* TEXT UNDER STUDY *
White evangelical Christians have proven to be President Trump's most reliable base of support. But not all of their leaders are on board. Russell D. Moore, a pastor and author—and the president of the Ethics & Religious Liberty Commission, the public policy arm of the more than 15 million-member Southern Baptist Convention—refused to support Trump in 2016. "Trump's vitriolic—and often racist and sexist—language about immigrants, women, the disabled and others ought to concern anyone who believes that all persons, not just the 'winners' of the moment, are created in God's image," he wrote in the National Review that year. His vocal opposition won him a Trump Tweet, in which the soon-to-be President called him "a nasty guy with no heart."
Moore, 47, has made amends with fellow Southern Baptists who support the President, but he remains a rare anti-Trump voice in evangelical Christian leadership. A prolific author and speaker born and raised in Biloxi, Mississippi, he has continued to call out racism, which he calls "Satanism." He pushed through a resolution on the floor of the Southern Baptist Convention (SBC) in 2017, condemning white nationalism and he has said the Confederate flag "cannot coexist" with the Christian cross. Prior to entering the ministry, Moore was an aide to Democratic U.S. Representative Gene Taylor of Mississippi.

On July 23, he talked to Newsweek about issues ranging from America as a Christian nation and racism and hate speech—before Trump's latest salvo at the city of Baltimore and its citizens—to evangelicals as a political force. Here are some edited excerpts:
You've stepped away from your summer writing project to talk to us. What are you working on right now?
A book on courage, because I find that one of the primary questions that I'm asked is about fear. And about dealing with fear and anxiety, both in terms of cultural pressures, but also in terms of personal and family issues as well. I think there's a reason why one of the most repeated commands in scripture is 'fear not.' That's a relevant word for our time.
What is provoking more fear and anxiety? How is this era different from, say, the Cold War, with the prospect of nuclear war looming over our heads?
I think fear is a universal human condition. So in that sense, I don't think it's new. And you're right, there have always been these moments. I remember as a kid watching Red Dawn and The Day After about impending nuclear holocaust. I think right now there's perhaps a different kind of fear as it relates to a fear of disconnection. I think the loneliness that we see around us is amping up a sense of being under siege. And I think that's one of the reasons why we see this drive toward herd mentalities on social media. People are finding a sense of belonging digitally because they can't find it personally. And that tends to manifest itself in terms of outrage rather than in terms of intimacy.

* INPUT DATA *
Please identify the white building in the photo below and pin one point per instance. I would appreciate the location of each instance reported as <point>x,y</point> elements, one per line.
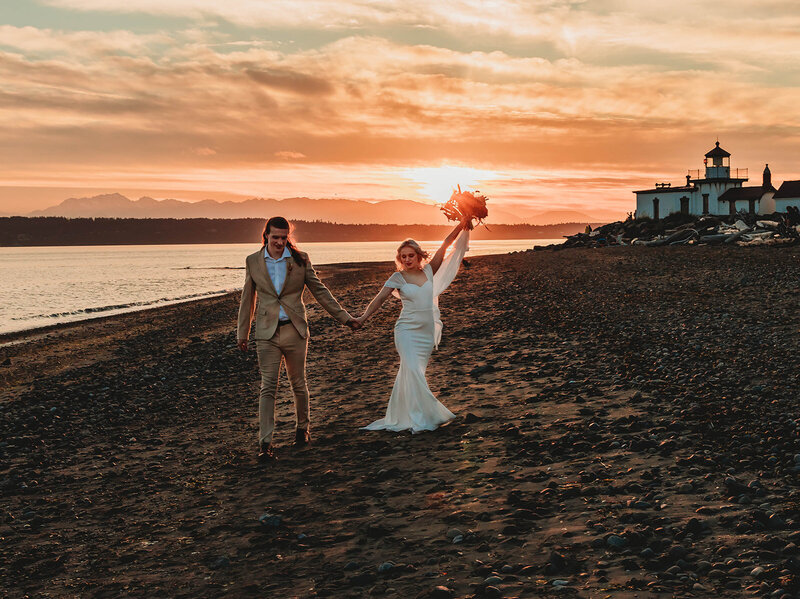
<point>719,191</point>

* REQUIRED TASKS *
a - List every person named in the Russell Moore interview.
b - From the Russell Moore interview, repeat the passage starting at "What is provoking" and ending at "terms of intimacy.".

* ANSWERS TO THE TASKS *
a -
Trump
Russell D. Moore
Gene Taylor

b -
What is provoking more fear and anxiety? How is this era different from, say, the Cold War, with the prospect of nuclear war looming over our heads?
I think fear is a universal human condition. So in that sense, I don't think it's new. And you're right, there have always been these moments. I remember as a kid watching Red Dawn and The Day After about impending nuclear holocaust. I think right now there's perhaps a different kind of fear as it relates to a fear of disconnection. I think the loneliness that we see around us is amping up a sense of being under siege. And I think that's one of the reasons why we see this drive toward herd mentalities on social media. People are finding a sense of belonging digitally because they can't find it personally. And that tends to manifest itself in terms of outrage rather than in terms of intimacy.